▶ AIM OF THE TASK
Your answer should hold every line of the records below that contains the string "ceiling".

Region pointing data

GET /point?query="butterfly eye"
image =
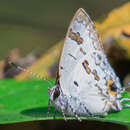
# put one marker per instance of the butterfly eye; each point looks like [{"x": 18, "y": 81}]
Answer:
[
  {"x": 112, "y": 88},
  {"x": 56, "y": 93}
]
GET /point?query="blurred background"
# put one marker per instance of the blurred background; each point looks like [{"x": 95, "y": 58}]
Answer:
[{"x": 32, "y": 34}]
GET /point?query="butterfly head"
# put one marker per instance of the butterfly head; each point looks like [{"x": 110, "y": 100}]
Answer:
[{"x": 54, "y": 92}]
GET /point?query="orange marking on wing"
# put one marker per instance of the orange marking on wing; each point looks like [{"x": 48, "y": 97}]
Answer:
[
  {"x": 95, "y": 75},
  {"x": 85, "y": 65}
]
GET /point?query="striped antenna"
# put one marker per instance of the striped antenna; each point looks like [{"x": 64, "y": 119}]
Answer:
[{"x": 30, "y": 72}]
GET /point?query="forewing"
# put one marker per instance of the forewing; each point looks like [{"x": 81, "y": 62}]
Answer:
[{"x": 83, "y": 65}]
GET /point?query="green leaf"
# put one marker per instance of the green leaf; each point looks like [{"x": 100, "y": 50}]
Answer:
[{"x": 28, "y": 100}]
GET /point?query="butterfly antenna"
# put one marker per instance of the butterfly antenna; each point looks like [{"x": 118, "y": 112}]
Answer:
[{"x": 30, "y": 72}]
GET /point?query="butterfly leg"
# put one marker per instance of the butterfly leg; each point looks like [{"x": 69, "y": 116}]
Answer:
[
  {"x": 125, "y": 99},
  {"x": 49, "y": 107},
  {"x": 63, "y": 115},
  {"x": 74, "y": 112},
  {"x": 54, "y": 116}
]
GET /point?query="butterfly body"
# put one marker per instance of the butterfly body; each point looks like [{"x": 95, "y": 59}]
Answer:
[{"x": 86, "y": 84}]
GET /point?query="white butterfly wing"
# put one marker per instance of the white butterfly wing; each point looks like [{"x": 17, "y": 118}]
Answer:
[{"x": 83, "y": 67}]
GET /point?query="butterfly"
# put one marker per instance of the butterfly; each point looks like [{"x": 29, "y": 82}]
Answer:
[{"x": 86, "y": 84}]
---
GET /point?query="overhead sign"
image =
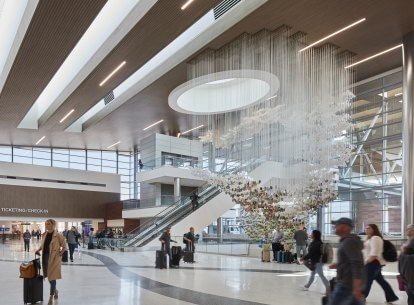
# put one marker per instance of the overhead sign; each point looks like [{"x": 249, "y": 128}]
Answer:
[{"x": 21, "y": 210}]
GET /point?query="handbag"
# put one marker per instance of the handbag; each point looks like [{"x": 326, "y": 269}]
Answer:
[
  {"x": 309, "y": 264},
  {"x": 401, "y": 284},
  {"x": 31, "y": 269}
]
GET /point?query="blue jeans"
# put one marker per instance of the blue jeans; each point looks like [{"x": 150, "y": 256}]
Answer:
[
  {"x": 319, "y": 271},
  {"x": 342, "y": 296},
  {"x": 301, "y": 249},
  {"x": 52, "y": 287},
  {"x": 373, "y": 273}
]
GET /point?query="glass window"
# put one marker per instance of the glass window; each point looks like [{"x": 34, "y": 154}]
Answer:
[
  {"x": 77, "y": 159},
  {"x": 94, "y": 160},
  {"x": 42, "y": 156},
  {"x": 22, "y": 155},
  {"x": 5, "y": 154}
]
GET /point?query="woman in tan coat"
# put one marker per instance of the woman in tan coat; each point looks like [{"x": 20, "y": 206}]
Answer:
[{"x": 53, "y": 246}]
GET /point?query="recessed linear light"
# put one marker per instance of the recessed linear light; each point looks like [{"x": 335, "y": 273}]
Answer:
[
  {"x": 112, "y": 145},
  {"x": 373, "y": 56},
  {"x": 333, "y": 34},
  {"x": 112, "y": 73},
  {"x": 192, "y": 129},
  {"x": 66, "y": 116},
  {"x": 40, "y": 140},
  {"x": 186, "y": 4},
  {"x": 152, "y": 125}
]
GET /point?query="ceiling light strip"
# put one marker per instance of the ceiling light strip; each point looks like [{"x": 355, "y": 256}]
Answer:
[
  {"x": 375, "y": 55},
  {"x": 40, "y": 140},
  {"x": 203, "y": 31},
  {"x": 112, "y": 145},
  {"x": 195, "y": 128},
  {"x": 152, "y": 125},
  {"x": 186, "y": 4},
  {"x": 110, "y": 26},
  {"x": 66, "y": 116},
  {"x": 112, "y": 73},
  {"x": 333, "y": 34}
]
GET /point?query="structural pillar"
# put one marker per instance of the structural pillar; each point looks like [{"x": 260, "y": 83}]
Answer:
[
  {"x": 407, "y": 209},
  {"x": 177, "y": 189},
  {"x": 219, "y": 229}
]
--
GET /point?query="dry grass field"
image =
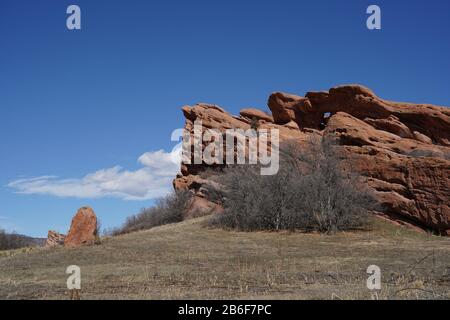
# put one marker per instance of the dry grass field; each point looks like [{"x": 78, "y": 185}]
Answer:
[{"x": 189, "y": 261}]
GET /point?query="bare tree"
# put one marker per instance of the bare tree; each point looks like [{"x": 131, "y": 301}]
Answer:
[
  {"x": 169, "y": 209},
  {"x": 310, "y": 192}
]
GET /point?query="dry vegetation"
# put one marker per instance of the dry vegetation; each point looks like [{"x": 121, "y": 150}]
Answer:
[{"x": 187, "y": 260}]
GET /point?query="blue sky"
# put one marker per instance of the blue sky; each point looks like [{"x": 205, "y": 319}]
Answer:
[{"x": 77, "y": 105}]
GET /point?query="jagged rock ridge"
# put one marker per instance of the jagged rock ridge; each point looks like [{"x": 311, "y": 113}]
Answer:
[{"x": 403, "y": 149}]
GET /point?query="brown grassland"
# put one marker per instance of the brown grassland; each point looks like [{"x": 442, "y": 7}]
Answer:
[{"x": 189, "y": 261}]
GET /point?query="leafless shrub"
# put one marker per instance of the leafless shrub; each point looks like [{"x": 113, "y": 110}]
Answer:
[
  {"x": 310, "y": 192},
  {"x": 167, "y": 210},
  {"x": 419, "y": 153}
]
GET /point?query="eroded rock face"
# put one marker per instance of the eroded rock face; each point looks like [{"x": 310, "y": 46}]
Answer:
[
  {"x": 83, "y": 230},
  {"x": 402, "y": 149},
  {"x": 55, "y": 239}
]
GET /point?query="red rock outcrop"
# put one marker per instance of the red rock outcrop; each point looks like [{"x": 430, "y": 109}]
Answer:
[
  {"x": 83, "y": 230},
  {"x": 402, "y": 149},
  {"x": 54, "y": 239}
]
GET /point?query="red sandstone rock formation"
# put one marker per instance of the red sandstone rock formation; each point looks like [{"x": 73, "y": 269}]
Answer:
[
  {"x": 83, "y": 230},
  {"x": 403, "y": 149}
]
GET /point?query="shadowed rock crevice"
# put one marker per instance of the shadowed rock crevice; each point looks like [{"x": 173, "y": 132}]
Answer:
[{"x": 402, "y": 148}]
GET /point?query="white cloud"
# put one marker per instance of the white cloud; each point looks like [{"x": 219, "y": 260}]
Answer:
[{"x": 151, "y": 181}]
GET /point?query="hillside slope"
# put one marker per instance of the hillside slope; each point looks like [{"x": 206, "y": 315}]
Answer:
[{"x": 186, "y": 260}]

▶ COMPLETED TASK
GET /point?query="ceiling light strip"
# put one marker per instance of the ceiling light strip; each point looks like [{"x": 355, "y": 256}]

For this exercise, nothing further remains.